• _PASSAGE_:
23/05/2026
https://www.facebook.com/share/p/17ZNQKEQwC/
There’s a version of task paralysis that people often misunderstand.
Sometimes it’s not avoidance.
Not laziness.
Not lack of care.
Sometimes a person has genuinely thought about reaching out, replying, making the call, answering the message, scheduling the appointment, or reconnecting with someone multiple times.
But the nervous system keeps calculating the emotional load, cognitive effort, transitions, expectations, decisions, and energy required to initiate the task… and the brain stalls.
For many people — especially those experiencing chronic stress, burnout, ADHD, autism, anxiety, depression, trauma, or nervous system overload — even small relational tasks can begin to feel neurologically “expensive.” Research on executive functioning, cognitive load, stress physiology, and neurodivergence increasingly supports the idea that access to action fluctuates under conditions of overload, even when motivation or care remain intact (Miyake et al., 2000; Arnsten, 2009; Porges, 2011; Barkley, 2015).
The care is still there.

• _REQUIREMENT A_:
Can you quote the post on task paralysis, starting with "Not lack of" and going on through "the brain stalls."?
• _REQUIREMENT B_:
In the post on task paralysis, what does the nervous system keep calculating before the brain stalls?
The material that comes after this post has nothing to do with it.

• _RECORD EXCERPTS_:
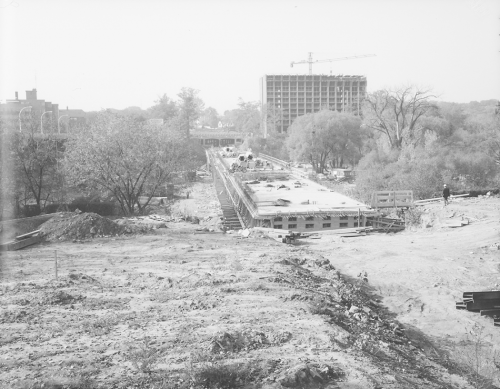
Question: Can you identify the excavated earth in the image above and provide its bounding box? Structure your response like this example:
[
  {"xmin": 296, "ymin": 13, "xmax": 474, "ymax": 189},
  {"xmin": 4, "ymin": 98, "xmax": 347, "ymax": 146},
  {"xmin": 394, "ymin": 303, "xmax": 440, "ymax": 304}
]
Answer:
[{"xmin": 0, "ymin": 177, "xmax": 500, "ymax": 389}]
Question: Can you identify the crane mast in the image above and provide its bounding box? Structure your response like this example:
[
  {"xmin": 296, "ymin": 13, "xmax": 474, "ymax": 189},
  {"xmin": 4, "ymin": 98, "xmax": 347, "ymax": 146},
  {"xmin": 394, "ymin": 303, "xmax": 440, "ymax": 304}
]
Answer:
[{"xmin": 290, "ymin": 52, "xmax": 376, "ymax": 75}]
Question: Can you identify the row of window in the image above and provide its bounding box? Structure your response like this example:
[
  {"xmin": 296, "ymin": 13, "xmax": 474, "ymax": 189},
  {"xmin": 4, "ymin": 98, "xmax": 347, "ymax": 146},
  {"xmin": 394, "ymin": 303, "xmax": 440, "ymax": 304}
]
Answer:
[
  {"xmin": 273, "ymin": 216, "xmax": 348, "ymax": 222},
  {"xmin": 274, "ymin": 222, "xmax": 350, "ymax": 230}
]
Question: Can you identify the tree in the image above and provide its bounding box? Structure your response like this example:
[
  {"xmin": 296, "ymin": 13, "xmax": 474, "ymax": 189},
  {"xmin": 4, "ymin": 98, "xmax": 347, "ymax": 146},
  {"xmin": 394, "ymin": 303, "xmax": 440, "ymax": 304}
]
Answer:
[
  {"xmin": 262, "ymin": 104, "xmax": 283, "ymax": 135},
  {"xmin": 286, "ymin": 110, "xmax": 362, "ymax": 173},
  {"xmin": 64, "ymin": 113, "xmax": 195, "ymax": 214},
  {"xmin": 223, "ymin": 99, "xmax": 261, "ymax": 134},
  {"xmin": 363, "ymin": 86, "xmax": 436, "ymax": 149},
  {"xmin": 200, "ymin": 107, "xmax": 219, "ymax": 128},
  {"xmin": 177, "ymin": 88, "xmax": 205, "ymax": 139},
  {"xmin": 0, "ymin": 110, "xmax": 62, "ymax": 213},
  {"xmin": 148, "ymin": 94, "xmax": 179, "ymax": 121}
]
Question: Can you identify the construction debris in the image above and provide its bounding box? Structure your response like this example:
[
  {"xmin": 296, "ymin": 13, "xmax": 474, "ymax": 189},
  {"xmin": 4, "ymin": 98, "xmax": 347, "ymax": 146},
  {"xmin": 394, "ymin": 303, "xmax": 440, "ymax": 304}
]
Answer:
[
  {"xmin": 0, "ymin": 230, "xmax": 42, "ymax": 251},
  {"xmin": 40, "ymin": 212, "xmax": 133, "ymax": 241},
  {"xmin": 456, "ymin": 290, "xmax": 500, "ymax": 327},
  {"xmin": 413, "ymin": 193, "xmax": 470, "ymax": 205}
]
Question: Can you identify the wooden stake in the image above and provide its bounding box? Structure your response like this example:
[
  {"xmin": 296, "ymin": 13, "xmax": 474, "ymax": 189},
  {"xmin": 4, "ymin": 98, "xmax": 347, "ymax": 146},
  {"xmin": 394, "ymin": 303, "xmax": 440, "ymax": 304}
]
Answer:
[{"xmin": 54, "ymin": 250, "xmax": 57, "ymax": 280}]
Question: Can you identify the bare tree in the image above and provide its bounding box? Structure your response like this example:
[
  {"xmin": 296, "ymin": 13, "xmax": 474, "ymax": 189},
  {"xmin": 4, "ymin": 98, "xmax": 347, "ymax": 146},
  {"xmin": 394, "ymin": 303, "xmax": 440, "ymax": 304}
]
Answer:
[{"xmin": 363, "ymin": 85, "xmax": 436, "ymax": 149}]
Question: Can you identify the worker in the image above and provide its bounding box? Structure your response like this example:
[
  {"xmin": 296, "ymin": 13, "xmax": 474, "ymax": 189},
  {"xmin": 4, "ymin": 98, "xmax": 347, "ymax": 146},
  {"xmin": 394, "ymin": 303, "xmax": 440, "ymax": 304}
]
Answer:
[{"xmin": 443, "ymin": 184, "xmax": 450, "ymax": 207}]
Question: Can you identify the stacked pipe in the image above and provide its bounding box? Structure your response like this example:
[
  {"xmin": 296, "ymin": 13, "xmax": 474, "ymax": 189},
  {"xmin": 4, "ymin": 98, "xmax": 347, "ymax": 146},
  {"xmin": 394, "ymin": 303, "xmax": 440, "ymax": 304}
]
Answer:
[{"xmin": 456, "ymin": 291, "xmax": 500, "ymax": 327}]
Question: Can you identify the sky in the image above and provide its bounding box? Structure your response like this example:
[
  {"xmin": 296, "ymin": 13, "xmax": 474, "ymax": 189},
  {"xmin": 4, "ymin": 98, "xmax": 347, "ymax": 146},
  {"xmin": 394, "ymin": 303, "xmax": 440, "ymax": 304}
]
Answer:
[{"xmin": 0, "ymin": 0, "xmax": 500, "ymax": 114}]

• _EXERCISE SOLUTION A_:
Not lack of care.
Sometimes a person has genuinely thought about reaching out, replying, making the call, answering the message, scheduling the appointment, or reconnecting with someone multiple times.
But the nervous system keeps calculating the emotional load, cognitive effort, transitions, expectations, decisions, and energy required to initiate the task… and the brain stalls.

• _EXERCISE SOLUTION B_:
It calculates the emotional load, cognitive effort, transitions, expectations, decisions, and energy required to initiate the task.